═════ INPUT MATERIAL ═════

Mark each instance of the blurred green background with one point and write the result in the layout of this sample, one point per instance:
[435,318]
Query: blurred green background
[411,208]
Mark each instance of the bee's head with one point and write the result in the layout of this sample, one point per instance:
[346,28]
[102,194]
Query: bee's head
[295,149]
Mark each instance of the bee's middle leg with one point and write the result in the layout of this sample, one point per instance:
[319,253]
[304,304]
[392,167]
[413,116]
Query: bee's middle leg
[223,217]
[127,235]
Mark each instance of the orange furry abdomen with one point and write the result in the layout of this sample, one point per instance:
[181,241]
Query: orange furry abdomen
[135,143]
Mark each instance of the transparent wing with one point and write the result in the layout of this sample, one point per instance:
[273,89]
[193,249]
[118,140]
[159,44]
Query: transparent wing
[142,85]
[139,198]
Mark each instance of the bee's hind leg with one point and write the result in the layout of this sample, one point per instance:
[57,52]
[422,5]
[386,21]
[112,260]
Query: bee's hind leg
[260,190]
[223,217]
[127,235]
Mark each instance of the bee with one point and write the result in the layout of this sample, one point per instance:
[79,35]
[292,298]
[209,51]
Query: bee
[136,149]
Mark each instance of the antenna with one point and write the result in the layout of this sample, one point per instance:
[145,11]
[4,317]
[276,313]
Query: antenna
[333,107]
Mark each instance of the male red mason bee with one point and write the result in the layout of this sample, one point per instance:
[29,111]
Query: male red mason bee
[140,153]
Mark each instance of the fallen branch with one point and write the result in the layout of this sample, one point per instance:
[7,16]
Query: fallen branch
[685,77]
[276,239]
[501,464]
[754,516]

═════
═════ INPUT MATERIAL ═════

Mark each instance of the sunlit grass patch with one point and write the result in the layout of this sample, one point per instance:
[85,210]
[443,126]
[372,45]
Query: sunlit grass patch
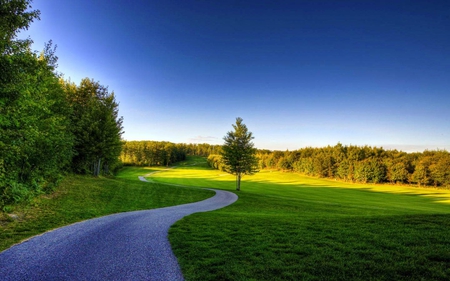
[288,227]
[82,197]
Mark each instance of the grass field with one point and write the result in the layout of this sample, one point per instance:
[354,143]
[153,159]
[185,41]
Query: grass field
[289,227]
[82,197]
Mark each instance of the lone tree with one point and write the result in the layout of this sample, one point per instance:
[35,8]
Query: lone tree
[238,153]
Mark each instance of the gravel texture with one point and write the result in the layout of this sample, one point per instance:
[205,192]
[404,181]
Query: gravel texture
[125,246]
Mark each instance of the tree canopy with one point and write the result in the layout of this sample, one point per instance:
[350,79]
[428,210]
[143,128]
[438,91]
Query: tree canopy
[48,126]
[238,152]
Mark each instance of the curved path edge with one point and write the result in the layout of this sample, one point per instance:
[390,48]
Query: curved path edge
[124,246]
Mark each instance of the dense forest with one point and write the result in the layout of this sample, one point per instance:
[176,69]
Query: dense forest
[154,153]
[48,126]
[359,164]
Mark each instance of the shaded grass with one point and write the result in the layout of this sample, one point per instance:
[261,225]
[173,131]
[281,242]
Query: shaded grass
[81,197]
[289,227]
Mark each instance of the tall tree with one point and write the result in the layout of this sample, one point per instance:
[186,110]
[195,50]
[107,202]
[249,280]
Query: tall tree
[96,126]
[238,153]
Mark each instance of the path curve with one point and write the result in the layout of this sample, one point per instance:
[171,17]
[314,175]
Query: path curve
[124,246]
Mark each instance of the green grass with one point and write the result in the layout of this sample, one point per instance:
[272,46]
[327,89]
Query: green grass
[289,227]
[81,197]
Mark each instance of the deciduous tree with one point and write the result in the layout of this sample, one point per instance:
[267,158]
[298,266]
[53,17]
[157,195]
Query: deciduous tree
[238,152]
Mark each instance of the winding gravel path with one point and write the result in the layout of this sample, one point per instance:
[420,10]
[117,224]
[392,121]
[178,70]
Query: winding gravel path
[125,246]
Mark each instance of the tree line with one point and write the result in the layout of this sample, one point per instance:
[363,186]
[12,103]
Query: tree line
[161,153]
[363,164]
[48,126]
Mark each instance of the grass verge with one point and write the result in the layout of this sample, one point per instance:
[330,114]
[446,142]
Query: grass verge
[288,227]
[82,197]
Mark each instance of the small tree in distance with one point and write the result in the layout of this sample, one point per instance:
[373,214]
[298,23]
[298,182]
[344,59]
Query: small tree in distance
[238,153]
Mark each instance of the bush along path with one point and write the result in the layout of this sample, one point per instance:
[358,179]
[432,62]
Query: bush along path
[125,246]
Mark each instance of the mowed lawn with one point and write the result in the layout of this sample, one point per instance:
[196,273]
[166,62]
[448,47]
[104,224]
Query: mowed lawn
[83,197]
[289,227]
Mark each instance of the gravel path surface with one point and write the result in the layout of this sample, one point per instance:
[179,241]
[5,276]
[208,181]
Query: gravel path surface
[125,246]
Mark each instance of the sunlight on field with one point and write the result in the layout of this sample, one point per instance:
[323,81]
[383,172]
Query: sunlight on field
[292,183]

═════

How many lines in the data above contain the string "bush", with uppercase and lowercase letters treated as different? Reply with the number alone.

2